* What you will do *
Please print every record exactly as it stands, leaving out the pictures.

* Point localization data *

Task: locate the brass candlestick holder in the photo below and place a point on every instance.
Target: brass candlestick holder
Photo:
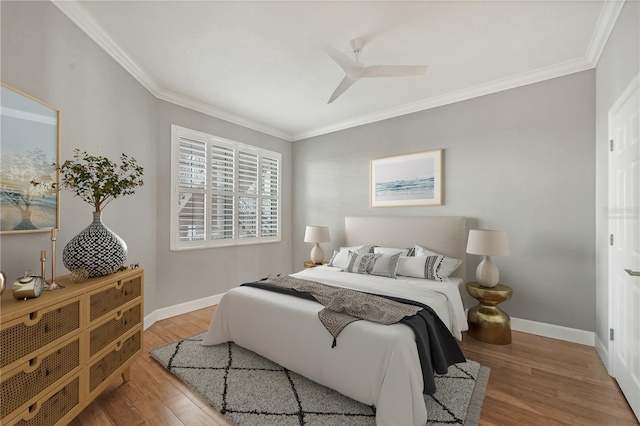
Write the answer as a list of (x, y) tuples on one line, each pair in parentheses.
[(53, 285), (43, 261)]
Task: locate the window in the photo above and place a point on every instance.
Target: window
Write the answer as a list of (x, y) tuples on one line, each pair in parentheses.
[(223, 192)]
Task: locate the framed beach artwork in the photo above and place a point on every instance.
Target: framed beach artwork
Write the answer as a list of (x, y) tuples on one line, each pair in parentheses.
[(29, 145), (407, 180)]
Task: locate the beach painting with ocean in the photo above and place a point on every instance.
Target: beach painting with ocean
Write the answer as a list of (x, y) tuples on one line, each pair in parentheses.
[(407, 180)]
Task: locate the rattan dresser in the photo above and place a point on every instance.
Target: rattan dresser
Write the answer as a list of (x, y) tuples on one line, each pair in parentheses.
[(62, 349)]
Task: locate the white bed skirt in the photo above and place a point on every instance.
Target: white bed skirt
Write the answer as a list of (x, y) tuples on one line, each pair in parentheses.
[(372, 363)]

* Exercise output *
Task: locate the brass candlestick holder in the photo below and place a point on every instance.
Target: brass candlestick holder
Photo:
Write the answer as a list of (x, y) tuples on one line, each pair in parentheses.
[(53, 285), (43, 261)]
Task: locate the window in the photo above and place a point on every instance.
Target: window
Write the answer as a list of (x, y) tuples on one line, each pair in parentheses.
[(223, 192)]
Task: locate the framed beach artwork in the photo above and place a point on every instance.
Target: framed beach artwork
Write the answer as a list of (x, y) tuples on one line, each pair in parentheses.
[(29, 145), (407, 180)]
Task: locate the beach painting with ocean in the photo above and place a point on every instance.
Target: beach painting with ocean
Write the answer as a list of (x, y) tuples on one line, each pair in parentheses.
[(407, 180)]
Task: locate the rattan dresser in the photo above and place a point on every instance.
Target: rattan dresser
Write the answer as a list of (x, y) tuples on one line, each pair in parentheses.
[(62, 349)]
Task: locate the white bed skirt in the photo above and place a point on every instance.
Target: white bed skirt
Write the answer as a list of (x, y) tuples on one line, each pair in parentheses.
[(372, 363)]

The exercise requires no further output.